[Dataset entries]
##############################

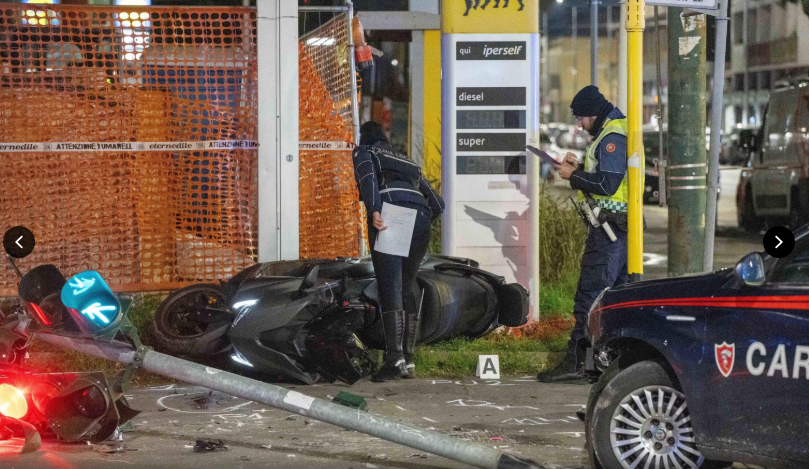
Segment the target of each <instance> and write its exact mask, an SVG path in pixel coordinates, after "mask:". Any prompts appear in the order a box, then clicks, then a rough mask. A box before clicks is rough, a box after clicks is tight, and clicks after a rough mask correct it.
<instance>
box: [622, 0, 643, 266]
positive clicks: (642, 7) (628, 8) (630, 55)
mask: <svg viewBox="0 0 809 469" xmlns="http://www.w3.org/2000/svg"><path fill="white" fill-rule="evenodd" d="M645 26H646V1H645V0H627V19H626V31H627V77H628V78H627V81H628V85H627V103H628V109H627V126H628V130H629V132H628V135H627V140H628V142H627V145H628V149H627V152H626V153H627V156H628V158H629V160H628V162H627V173H628V178H629V180H628V183H629V207H628V210H629V213H628V218H629V220H628V222H629V223H628V224H629V233H628V236H627V247H628V250H629V252H628V259H627V260H628V262H627V268H628V270H629V279H630V281H637V280H640V279H641V278H642V277H643V200H642V196H643V167H644V165H645V159H644V157H643V28H644V27H645Z"/></svg>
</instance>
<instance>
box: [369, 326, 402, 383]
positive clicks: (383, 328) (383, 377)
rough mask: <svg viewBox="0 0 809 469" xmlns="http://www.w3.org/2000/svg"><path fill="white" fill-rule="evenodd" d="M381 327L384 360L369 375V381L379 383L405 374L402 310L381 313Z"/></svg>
mask: <svg viewBox="0 0 809 469" xmlns="http://www.w3.org/2000/svg"><path fill="white" fill-rule="evenodd" d="M382 329H383V331H384V336H385V362H384V364H383V365H382V368H381V369H380V370H379V371H377V372H376V373H375V374H374V375H373V376H371V381H373V382H375V383H381V382H383V381H388V380H391V379H396V378H402V377H404V376H406V375H407V368H406V367H405V360H404V354H403V353H402V338H403V337H402V336H403V335H404V311H401V310H399V311H388V312H386V313H382Z"/></svg>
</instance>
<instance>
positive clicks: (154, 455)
mask: <svg viewBox="0 0 809 469" xmlns="http://www.w3.org/2000/svg"><path fill="white" fill-rule="evenodd" d="M588 389H589V386H583V385H578V386H577V385H561V384H539V383H537V382H536V381H535V378H534V377H533V376H525V377H513V378H504V379H503V380H501V381H480V380H476V379H474V378H468V379H463V380H460V381H454V380H453V381H450V380H406V381H405V380H402V381H396V382H393V383H382V384H376V383H371V382H369V381H362V382H360V383H357V384H356V385H354V386H351V387H348V386H344V385H315V386H300V387H298V389H297V390H298V391H299V392H302V393H306V394H308V395H311V396H315V397H320V398H324V399H330V398H331V396H334V395H336V394H337V392H339V391H340V390H344V391H347V392H351V393H354V394H357V395H361V396H363V397H365V399H366V400H367V402H368V408H369V411H370V412H373V413H376V414H380V415H383V416H386V417H387V418H390V419H392V420H394V421H399V422H406V423H408V424H411V425H415V426H418V427H421V428H429V429H434V430H437V431H440V432H442V433H445V434H449V435H452V436H455V437H458V438H462V439H464V440H469V441H475V442H478V443H480V444H482V445H487V446H491V447H496V448H499V449H502V450H503V451H507V452H511V453H512V454H515V455H518V456H521V457H527V458H531V459H534V460H535V461H539V462H541V463H543V464H544V465H545V466H546V467H548V468H582V467H587V460H586V456H585V452H584V448H583V447H584V433H583V432H584V425H583V424H582V423H581V422H580V421H579V420H578V419H577V418H576V416H575V412H576V411H577V410H579V409H581V408H582V407H583V406H584V404H585V401H586V397H587V391H588ZM129 396H130V397H131V404H132V406H133V407H135V408H136V409H138V410H142V411H143V412H142V413H141V414H140V415H139V416H138V417H136V418H135V420H134V424H135V431H134V432H132V433H125V434H124V436H123V441H121V442H118V443H113V444H103V445H95V446H90V445H87V444H70V445H69V444H59V443H49V442H46V443H43V447H42V449H41V450H40V451H37V452H35V453H31V454H27V455H22V456H18V455H17V454H16V452H17V450H18V447H19V445H20V441H19V440H16V441H14V440H12V441H10V442H0V467H3V468H10V469H49V468H58V469H74V468H75V469H79V468H82V469H85V468H86V469H108V468H110V467H112V466H113V465H115V466H118V467H122V468H123V467H132V468H144V467H150V468H160V467H165V468H173V469H205V468H211V469H214V468H215V469H219V468H226V469H240V468H255V467H262V468H263V467H267V468H276V469H282V468H314V469H321V468H322V469H326V468H329V469H331V468H339V469H349V468H353V469H366V468H368V469H373V468H413V469H428V468H446V469H450V468H464V467H469V466H465V465H463V464H460V463H456V462H454V461H450V460H448V459H445V458H442V457H439V456H434V455H428V454H425V453H423V452H421V451H418V450H414V449H411V448H407V447H404V446H400V445H397V444H394V443H390V442H387V441H384V440H380V439H378V438H374V437H371V436H368V435H364V434H361V433H357V432H354V431H347V430H345V429H341V428H338V427H335V426H332V425H329V424H325V423H321V422H318V421H314V420H311V419H307V418H305V417H302V416H300V415H294V414H290V413H288V412H286V411H281V410H275V409H272V408H269V407H266V406H263V405H260V404H256V403H252V402H246V401H243V400H241V399H238V398H232V397H230V396H225V395H222V394H219V393H213V394H211V393H210V392H208V391H206V390H205V389H202V388H197V387H190V386H186V385H170V386H159V387H152V388H140V389H136V390H134V391H132V392H131V393H130V394H129ZM196 439H208V440H212V439H222V440H223V441H224V442H225V444H226V445H227V446H228V449H227V450H225V451H221V452H210V453H204V454H198V453H194V451H193V445H194V442H195V440H196Z"/></svg>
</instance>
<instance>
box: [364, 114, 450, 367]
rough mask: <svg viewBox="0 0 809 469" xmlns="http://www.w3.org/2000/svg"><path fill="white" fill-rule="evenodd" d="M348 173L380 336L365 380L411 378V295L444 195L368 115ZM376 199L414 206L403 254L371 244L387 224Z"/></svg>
mask: <svg viewBox="0 0 809 469" xmlns="http://www.w3.org/2000/svg"><path fill="white" fill-rule="evenodd" d="M354 173H355V176H356V179H357V186H358V187H359V191H360V197H361V198H362V201H363V202H364V203H365V208H366V211H367V213H368V242H369V243H370V245H371V258H372V261H373V264H374V271H375V272H376V279H377V282H378V285H379V302H380V303H381V304H380V306H381V307H382V327H383V331H384V338H385V362H384V365H383V366H382V368H381V369H380V370H379V371H378V372H377V373H376V374H374V375H373V376H372V377H371V381H375V382H381V381H386V380H390V379H396V378H400V377H401V378H412V377H413V370H414V368H415V366H414V363H413V361H414V350H415V347H416V339H417V336H418V332H419V320H420V317H419V316H420V314H421V311H420V310H421V305H420V304H419V302H418V301H417V300H416V299H417V295H416V292H417V285H416V273H417V272H418V269H419V266H420V265H421V261H422V259H423V258H424V255H425V254H426V253H427V245H428V244H429V242H430V223H431V222H432V221H433V220H434V219H436V218H437V217H438V216H439V215H441V212H443V211H444V201H443V200H442V199H441V196H439V195H438V194H436V192H435V191H434V190H433V188H432V187H431V186H430V183H429V182H427V180H426V179H424V176H422V174H421V168H420V167H419V165H417V164H416V163H414V162H413V160H411V159H410V158H408V157H407V156H405V155H403V154H401V153H399V152H397V151H396V150H394V149H393V147H392V146H391V144H390V142H389V141H388V139H387V137H386V136H385V133H384V132H383V130H382V126H381V125H379V124H378V123H376V122H373V121H369V122H366V123H365V124H363V125H362V127H360V145H359V146H358V147H357V148H356V149H354ZM382 204H393V205H397V206H399V207H405V208H409V209H413V210H415V211H416V223H415V227H414V229H413V239H412V241H411V243H410V255H409V256H407V257H401V256H394V255H390V254H385V253H381V252H378V251H375V250H374V244H375V242H376V237H377V235H378V233H379V232H380V231H384V230H385V229H387V227H386V226H385V220H383V219H382Z"/></svg>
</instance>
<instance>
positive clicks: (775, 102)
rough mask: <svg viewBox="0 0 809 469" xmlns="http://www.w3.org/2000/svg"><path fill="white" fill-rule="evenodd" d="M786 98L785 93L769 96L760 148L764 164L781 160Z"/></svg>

##############################

▶ WHAT THE TASK REQUIRES
Show each line of the listing above that contains the word "clicks", copied in full. Case matters.

▶ RESULT
Segment the target of each <instance> and write its exact mask, an SVG path in pixel coordinates, after "mask:". Any prompts appear in the order a box, then clicks, then a rough mask. A box before clicks is rough, a box after clicks is tight, and clicks after a rough mask correct it.
positive clicks: (642, 7) (628, 8) (630, 55)
positive clicks: (383, 328) (383, 377)
positive clicks: (154, 455)
positive clicks: (775, 102)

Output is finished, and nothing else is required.